Convert the rows from the line containing "the woman in" up to and including the line containing "[[140, 106], [339, 111], [127, 144]]" into a JSON list of strings, with one string per line and blank lines skipped. Leave the pictures out of the list.

==== Data for this exercise

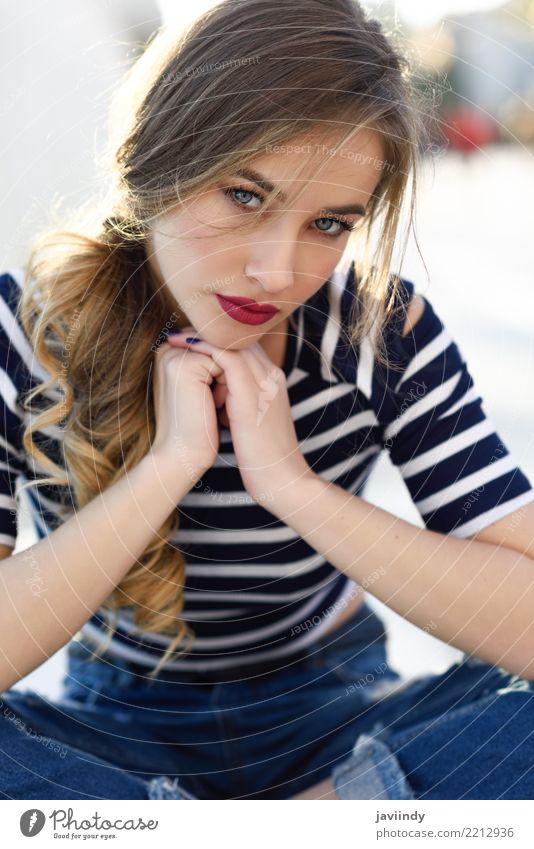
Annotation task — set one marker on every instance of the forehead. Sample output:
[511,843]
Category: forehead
[324,160]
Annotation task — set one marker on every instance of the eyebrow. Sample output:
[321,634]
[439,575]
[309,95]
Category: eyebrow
[254,177]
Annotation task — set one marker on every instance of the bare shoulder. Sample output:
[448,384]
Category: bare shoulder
[416,308]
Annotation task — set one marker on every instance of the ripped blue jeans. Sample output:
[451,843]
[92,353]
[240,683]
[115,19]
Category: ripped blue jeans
[336,710]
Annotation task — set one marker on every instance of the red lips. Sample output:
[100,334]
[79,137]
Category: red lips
[253,306]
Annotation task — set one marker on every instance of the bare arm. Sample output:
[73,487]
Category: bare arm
[80,563]
[478,595]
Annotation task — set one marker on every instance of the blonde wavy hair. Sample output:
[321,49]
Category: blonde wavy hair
[197,104]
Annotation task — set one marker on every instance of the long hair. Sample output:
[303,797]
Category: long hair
[196,104]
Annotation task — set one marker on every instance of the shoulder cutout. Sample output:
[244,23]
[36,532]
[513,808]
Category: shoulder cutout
[416,308]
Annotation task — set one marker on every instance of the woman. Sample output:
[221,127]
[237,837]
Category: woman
[202,530]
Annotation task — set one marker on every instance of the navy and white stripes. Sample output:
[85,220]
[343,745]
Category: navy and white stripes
[251,581]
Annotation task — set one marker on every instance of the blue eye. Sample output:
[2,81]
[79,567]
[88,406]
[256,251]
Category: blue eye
[344,226]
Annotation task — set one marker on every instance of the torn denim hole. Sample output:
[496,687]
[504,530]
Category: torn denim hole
[371,772]
[164,787]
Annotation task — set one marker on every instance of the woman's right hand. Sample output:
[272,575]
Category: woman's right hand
[187,430]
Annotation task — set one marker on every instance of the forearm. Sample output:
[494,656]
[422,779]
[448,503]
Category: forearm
[474,595]
[80,563]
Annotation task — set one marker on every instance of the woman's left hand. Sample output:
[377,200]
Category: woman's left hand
[259,417]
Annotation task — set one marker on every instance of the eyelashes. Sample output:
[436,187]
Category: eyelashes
[345,226]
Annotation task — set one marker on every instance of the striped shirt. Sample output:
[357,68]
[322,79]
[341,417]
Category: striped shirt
[254,590]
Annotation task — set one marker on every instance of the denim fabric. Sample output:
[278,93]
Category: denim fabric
[334,710]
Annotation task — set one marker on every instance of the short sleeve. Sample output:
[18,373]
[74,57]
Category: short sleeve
[460,474]
[12,375]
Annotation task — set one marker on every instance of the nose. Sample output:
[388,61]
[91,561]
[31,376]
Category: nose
[272,262]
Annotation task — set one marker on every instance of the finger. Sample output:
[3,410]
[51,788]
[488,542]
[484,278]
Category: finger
[231,362]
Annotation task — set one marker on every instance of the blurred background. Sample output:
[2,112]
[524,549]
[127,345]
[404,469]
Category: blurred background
[60,62]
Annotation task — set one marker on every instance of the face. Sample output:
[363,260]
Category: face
[281,262]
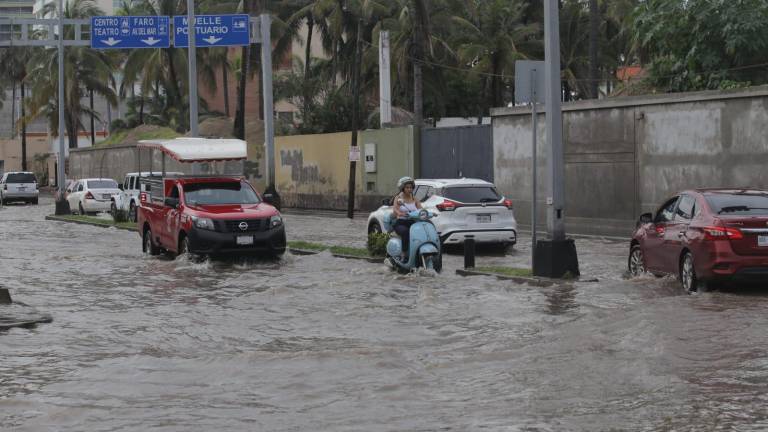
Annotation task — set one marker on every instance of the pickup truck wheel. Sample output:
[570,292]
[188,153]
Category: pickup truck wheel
[149,245]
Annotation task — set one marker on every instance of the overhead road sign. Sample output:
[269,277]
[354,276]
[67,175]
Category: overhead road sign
[118,32]
[213,30]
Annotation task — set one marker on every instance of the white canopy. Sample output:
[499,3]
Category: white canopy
[199,149]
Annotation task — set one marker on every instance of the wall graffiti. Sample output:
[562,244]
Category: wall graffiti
[299,172]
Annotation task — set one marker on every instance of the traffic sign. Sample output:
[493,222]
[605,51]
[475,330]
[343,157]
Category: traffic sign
[116,32]
[213,30]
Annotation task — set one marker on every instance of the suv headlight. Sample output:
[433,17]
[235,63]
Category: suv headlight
[203,223]
[275,221]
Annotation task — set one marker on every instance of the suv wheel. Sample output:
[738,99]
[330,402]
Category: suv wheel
[149,245]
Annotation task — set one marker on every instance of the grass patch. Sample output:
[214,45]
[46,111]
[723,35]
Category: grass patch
[505,271]
[98,221]
[341,250]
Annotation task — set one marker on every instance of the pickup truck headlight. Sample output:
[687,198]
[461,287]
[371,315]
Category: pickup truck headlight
[203,223]
[275,221]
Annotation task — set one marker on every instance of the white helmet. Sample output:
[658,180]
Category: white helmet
[404,181]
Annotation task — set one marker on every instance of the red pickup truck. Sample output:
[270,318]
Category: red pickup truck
[205,214]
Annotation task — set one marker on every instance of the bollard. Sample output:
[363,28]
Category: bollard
[469,251]
[5,296]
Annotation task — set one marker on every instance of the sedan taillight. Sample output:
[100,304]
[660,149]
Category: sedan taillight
[722,233]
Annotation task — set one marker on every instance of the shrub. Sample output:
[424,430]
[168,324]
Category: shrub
[377,243]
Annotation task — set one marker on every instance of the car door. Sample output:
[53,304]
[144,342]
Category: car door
[675,235]
[653,242]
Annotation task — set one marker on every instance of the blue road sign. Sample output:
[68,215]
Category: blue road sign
[213,30]
[116,32]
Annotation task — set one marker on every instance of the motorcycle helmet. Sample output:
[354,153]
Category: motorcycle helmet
[404,181]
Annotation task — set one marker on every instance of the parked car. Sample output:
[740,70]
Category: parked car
[465,207]
[18,186]
[128,198]
[92,195]
[704,236]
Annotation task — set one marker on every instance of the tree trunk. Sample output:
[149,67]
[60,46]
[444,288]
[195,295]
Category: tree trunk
[307,62]
[225,78]
[594,27]
[23,131]
[93,123]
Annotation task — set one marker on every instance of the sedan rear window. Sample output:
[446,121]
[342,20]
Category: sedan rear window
[102,184]
[21,178]
[220,193]
[739,203]
[472,194]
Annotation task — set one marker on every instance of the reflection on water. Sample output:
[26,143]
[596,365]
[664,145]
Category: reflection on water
[319,343]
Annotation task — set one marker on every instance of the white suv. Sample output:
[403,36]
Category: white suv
[18,186]
[466,207]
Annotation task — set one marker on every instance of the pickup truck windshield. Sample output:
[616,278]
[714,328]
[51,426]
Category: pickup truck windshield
[219,193]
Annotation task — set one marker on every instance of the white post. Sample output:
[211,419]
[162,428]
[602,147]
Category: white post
[269,128]
[191,22]
[555,167]
[385,89]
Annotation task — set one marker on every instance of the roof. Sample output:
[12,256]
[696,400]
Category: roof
[199,149]
[456,182]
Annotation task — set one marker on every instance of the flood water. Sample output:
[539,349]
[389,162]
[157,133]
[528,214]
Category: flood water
[317,343]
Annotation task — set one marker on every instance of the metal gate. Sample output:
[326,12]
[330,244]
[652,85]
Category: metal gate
[455,152]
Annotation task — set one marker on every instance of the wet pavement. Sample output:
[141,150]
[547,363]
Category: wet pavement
[317,343]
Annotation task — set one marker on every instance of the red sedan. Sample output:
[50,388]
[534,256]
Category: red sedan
[705,236]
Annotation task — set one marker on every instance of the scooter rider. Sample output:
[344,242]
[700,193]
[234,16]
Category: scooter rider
[404,203]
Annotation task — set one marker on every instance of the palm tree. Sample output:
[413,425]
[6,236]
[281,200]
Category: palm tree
[492,39]
[84,69]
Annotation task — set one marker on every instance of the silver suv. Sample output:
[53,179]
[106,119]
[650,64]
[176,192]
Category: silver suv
[465,207]
[18,186]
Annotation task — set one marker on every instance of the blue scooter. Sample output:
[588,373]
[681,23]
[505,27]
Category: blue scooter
[424,249]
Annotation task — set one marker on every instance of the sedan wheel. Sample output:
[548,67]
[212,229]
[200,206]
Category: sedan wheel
[636,262]
[688,278]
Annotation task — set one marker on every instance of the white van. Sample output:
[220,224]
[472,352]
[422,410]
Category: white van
[18,186]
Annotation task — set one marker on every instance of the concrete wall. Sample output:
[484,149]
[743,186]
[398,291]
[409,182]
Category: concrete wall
[396,155]
[624,156]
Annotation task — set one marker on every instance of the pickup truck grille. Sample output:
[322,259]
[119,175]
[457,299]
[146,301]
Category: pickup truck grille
[254,225]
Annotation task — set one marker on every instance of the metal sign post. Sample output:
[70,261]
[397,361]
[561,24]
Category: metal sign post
[529,88]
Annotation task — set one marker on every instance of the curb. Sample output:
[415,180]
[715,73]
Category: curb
[104,225]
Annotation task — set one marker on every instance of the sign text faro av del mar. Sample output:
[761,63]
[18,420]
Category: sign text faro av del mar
[213,30]
[129,32]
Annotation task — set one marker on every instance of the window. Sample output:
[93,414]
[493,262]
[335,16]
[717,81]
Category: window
[472,194]
[685,208]
[667,212]
[739,203]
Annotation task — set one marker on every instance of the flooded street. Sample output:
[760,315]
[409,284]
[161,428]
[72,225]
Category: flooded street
[317,343]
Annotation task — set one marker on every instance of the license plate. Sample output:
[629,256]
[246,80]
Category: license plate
[244,240]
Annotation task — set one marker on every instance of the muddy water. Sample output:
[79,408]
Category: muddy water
[316,343]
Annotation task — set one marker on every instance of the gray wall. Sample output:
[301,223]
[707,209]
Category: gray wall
[452,152]
[624,156]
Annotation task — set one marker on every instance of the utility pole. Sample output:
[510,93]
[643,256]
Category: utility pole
[385,88]
[355,119]
[556,256]
[191,22]
[62,206]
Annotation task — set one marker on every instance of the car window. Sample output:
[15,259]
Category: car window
[739,203]
[21,178]
[472,194]
[102,184]
[685,209]
[421,192]
[667,212]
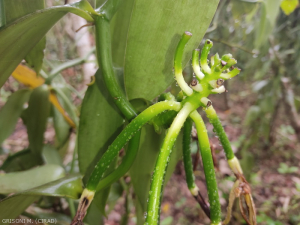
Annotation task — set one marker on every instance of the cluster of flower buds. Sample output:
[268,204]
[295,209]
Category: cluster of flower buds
[209,79]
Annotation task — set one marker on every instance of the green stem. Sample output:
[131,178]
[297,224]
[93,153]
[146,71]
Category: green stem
[124,137]
[204,54]
[195,64]
[178,65]
[208,165]
[127,162]
[219,130]
[188,166]
[104,57]
[153,210]
[2,14]
[187,159]
[71,207]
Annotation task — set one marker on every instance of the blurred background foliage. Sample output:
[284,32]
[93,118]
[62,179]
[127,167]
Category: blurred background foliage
[261,114]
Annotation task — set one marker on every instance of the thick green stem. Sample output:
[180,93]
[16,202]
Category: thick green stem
[124,137]
[104,56]
[153,210]
[178,65]
[208,165]
[127,162]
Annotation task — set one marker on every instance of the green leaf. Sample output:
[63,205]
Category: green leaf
[289,6]
[154,31]
[29,30]
[18,8]
[36,116]
[24,180]
[51,156]
[11,112]
[143,166]
[22,160]
[61,127]
[100,123]
[269,12]
[14,205]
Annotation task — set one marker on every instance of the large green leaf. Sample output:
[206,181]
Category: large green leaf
[36,116]
[29,30]
[154,31]
[143,166]
[100,123]
[14,205]
[24,180]
[11,112]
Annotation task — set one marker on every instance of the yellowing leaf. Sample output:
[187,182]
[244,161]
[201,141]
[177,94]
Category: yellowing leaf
[27,76]
[288,6]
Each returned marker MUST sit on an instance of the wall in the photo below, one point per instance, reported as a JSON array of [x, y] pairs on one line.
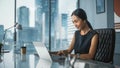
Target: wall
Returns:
[[6, 13]]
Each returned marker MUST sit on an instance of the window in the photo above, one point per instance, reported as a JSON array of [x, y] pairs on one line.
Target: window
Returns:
[[47, 21]]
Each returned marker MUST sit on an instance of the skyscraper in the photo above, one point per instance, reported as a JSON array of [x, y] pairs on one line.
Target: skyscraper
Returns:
[[23, 16]]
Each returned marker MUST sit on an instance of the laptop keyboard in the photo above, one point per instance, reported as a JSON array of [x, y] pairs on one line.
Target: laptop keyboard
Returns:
[[57, 57]]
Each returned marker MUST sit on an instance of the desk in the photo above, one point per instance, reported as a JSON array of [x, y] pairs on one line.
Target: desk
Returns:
[[30, 60]]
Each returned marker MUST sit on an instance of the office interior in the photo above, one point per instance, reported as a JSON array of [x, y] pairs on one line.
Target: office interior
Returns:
[[49, 21]]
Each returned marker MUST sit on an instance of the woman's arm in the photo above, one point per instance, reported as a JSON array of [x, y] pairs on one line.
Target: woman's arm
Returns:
[[69, 50], [92, 49]]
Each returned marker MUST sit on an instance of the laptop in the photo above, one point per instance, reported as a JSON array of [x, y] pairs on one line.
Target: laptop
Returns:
[[45, 59]]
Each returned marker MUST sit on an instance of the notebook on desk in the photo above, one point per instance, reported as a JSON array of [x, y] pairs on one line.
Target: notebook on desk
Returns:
[[44, 54], [42, 51], [45, 59]]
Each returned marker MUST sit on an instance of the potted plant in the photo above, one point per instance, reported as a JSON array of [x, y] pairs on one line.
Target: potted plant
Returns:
[[1, 47]]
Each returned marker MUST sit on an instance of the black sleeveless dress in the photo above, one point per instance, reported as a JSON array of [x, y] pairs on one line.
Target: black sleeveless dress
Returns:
[[83, 42]]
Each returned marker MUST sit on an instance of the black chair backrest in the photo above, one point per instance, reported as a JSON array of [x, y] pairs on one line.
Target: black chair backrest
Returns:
[[105, 48]]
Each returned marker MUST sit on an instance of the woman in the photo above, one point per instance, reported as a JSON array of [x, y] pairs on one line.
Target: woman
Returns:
[[85, 39]]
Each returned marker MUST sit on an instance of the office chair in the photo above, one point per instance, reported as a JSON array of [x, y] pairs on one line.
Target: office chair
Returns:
[[106, 45]]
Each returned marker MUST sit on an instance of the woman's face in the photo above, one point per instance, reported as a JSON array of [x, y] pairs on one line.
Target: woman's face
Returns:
[[79, 23]]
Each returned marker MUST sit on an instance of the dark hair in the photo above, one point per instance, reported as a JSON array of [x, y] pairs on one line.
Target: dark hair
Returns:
[[81, 14]]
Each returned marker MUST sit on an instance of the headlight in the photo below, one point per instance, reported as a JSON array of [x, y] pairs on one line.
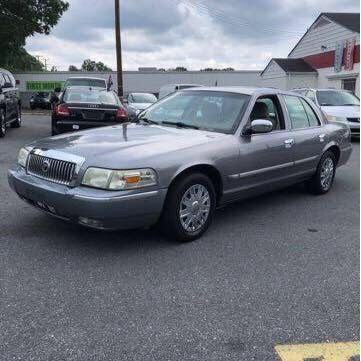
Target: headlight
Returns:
[[333, 118], [23, 156], [119, 179]]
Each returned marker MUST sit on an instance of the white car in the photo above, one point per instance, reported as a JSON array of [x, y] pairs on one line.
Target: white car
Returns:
[[338, 105]]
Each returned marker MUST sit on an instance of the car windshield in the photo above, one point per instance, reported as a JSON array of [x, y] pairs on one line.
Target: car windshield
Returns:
[[142, 98], [336, 98], [42, 95], [85, 82], [88, 95], [207, 110]]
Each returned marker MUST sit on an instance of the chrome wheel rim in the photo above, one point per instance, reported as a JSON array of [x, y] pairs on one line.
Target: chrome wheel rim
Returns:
[[194, 208], [327, 170]]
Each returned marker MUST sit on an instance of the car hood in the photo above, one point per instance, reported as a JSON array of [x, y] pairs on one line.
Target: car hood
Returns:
[[140, 106], [339, 111], [127, 144]]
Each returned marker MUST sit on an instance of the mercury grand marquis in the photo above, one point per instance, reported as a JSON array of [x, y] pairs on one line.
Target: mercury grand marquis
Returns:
[[186, 155]]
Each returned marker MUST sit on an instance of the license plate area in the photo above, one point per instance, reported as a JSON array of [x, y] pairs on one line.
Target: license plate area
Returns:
[[92, 115]]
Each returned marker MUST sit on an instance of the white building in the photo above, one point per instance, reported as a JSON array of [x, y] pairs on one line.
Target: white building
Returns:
[[327, 56]]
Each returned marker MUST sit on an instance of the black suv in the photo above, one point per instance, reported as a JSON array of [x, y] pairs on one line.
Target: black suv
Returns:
[[10, 106]]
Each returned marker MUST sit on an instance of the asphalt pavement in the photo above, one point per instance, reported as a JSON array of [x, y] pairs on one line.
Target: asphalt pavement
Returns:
[[279, 269]]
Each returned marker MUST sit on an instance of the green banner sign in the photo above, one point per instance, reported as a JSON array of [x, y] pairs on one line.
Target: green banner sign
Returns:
[[33, 85]]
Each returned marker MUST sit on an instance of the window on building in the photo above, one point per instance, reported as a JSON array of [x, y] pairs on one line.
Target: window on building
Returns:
[[349, 84]]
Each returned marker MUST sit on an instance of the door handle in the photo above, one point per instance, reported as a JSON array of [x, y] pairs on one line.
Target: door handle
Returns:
[[289, 143]]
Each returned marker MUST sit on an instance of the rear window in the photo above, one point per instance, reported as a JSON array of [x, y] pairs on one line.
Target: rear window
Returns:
[[77, 95], [86, 82]]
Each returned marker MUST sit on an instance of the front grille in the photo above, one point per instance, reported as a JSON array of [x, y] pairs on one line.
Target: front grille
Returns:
[[53, 170], [354, 120]]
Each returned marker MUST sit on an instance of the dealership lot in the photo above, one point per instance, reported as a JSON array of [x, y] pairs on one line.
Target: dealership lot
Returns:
[[279, 269]]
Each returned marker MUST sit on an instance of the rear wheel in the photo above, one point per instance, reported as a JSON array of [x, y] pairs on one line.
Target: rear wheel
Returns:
[[322, 180], [189, 208], [2, 124]]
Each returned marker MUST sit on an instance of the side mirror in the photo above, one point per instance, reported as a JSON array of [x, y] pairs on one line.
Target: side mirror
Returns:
[[259, 126], [54, 99]]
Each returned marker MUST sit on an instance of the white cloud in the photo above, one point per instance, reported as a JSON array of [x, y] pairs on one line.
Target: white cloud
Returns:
[[176, 34]]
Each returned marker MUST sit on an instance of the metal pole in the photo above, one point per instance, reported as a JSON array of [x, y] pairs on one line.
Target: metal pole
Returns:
[[118, 45]]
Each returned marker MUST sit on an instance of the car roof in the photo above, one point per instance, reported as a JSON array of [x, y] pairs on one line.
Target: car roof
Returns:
[[241, 90], [87, 87], [85, 77]]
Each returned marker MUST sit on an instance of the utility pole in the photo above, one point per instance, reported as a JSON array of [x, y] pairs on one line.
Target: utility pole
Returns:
[[118, 46]]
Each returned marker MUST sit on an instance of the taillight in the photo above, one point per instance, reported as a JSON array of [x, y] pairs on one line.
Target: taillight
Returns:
[[122, 113], [62, 110]]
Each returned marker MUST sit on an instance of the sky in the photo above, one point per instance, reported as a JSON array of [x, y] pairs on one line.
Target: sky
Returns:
[[192, 33]]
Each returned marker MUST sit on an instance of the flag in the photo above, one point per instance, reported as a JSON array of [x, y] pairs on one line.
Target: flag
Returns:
[[110, 83]]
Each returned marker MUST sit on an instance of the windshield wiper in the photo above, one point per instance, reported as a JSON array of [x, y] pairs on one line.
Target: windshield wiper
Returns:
[[181, 125], [148, 121]]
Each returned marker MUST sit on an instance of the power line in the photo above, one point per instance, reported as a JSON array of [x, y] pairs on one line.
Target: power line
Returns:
[[229, 20]]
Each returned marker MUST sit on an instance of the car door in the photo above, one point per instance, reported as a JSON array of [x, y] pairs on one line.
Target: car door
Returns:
[[266, 159], [307, 131]]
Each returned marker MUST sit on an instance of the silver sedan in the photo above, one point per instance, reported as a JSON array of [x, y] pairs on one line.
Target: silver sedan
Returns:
[[186, 155]]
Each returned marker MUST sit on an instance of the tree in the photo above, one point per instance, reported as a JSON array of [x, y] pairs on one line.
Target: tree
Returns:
[[73, 68], [91, 65], [23, 18]]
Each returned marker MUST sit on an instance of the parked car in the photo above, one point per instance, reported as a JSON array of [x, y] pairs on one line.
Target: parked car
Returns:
[[83, 107], [41, 100], [83, 81], [136, 102], [10, 105], [339, 106], [171, 88], [190, 153]]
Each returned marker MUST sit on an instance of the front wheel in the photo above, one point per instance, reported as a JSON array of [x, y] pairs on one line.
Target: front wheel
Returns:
[[189, 208], [322, 180]]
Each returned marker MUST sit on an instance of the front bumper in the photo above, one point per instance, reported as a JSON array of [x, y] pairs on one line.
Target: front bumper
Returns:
[[87, 206]]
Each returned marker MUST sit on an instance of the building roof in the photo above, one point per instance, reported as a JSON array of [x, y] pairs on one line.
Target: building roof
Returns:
[[350, 21], [290, 65]]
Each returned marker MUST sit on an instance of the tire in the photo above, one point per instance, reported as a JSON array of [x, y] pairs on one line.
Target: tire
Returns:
[[2, 124], [17, 122], [322, 180], [197, 212]]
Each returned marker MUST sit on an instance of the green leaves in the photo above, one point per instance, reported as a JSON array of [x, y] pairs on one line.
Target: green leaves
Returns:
[[20, 19]]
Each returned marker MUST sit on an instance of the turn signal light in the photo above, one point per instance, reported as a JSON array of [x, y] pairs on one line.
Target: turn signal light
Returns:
[[122, 113], [62, 110]]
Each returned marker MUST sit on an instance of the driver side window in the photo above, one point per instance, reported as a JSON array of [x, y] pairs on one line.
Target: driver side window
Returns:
[[268, 107]]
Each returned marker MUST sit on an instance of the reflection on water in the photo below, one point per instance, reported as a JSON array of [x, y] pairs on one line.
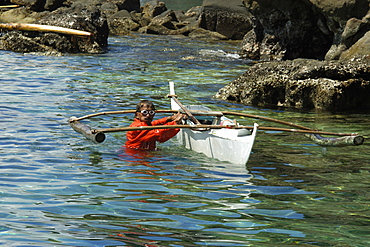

========

• [Right answer]:
[
  "Each returned marker MUST sit on an instance of the woman in the photo above, one point per instance, reported as a JSON array of [x, y] pairs on one line.",
  "Target: woman",
  "Returns:",
  "[[85, 39]]",
  "Each returned marker MUST sit on an instance of the office chair in the photo above, one point per instance, reported as a JSON array of [x, y] pairs on one line.",
  "Target: office chair",
  "Returns:",
  "[[106, 45]]",
  "Each returned marker MUST sit on an instance of the woman's face in the photo above, one point per instance, reported as a JSON array of [x, y] pairs on one line.",
  "Target: woman's face",
  "Returns:",
  "[[79, 23]]",
  "Each returned marker MUST sit on an instance of the dark hair in the photo above, one point per instance, reported as a JSON array of [x, y] pairs on one line.",
  "Target: dark hair",
  "Returns:",
  "[[81, 14]]",
  "Each returned marker MUST sit on an instance of the headlight in the photo below, one point per instance, reported as a JSON array of [x, y] pairs on one line.",
  "Target: headlight",
  "Returns:",
  "[[333, 118], [23, 156], [119, 179]]",
  "Each returned marker MUST sit on an instance of the white car in the photo above, one point per instance, reported as a JSON array of [x, y] pairs on one line.",
  "Target: white car",
  "Returns:",
  "[[338, 105]]",
  "Each returned marker MUST sit on an instance of the car windshield in the photo above, one point per instance, reported as a JSON array of [x, y] pairs on one line.",
  "Target: car windshield",
  "Returns:",
  "[[142, 98], [336, 98], [42, 95], [85, 82], [88, 95], [207, 110]]",
  "Each returned marker MUST sit on an instance of the chrome wheel rim in the photo above, one point per instance, reported as a JSON array of [x, y] pairs on one line.",
  "Target: chrome wheel rim",
  "Returns:",
  "[[194, 208], [327, 170]]",
  "Each returned marker MUST sit on an instance of the car hood in the photo above, one point per instance, reported as a JSON array of [x, y] pairs on one line.",
  "Target: car hood",
  "Returns:",
  "[[140, 106], [339, 111], [127, 144]]"
]